[Records supplied Boundary: Start]
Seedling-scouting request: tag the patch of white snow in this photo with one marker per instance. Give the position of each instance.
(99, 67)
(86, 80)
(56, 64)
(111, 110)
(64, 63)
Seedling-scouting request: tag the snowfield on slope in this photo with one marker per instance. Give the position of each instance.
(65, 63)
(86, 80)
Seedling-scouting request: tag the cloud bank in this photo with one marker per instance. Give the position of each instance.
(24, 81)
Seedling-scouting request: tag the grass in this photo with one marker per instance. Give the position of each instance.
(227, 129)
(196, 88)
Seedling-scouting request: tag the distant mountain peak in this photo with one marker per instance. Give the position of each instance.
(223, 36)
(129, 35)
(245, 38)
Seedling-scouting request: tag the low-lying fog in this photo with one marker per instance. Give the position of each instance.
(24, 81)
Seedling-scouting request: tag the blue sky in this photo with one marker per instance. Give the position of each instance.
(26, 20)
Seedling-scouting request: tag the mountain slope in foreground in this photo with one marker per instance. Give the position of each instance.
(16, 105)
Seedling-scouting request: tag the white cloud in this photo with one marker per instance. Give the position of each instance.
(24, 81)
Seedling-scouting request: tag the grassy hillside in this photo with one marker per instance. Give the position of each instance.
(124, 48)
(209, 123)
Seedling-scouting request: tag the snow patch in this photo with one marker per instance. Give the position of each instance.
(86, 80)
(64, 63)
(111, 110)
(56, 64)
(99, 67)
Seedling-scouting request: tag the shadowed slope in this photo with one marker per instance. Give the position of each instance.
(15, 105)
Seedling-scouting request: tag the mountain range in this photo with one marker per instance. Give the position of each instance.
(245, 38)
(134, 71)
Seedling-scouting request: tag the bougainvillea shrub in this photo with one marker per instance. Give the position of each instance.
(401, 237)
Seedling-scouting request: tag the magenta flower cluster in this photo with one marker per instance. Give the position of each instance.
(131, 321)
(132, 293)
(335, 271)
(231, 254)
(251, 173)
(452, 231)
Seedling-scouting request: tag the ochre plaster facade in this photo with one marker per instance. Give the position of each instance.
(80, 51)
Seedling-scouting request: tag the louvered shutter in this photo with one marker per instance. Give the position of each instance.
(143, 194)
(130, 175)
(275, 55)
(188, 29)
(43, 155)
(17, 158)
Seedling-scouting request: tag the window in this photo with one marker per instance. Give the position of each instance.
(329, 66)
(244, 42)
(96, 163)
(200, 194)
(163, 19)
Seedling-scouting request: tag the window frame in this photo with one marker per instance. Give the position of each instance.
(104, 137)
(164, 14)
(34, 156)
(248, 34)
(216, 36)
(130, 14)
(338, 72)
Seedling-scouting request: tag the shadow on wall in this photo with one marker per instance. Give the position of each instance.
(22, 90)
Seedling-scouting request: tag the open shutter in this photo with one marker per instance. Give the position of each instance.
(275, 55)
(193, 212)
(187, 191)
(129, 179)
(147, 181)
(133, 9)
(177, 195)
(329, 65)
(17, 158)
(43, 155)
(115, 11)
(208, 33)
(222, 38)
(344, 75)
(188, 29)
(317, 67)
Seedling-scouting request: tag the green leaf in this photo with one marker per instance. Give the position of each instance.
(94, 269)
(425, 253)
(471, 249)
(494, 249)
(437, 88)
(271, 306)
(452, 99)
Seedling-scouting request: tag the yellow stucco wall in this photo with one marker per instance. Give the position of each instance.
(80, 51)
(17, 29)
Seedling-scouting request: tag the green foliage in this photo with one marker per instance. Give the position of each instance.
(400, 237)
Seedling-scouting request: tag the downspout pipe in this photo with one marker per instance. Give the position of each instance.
[Records supplied Boundary: End]
# [Problem details]
From the line with "Seedling-scouting request: tag the green foliage" through the last line of the records, set down every line exactly as written and leave out all others.

# [Exercise output]
Seedling-scouting request: tag the green foliage in this photo with one marker per instance. Give the position of each instance.
(400, 237)
Seedling-scouting request: tag the downspout pipe in this photo with one marker per instance. Give the position of each instance.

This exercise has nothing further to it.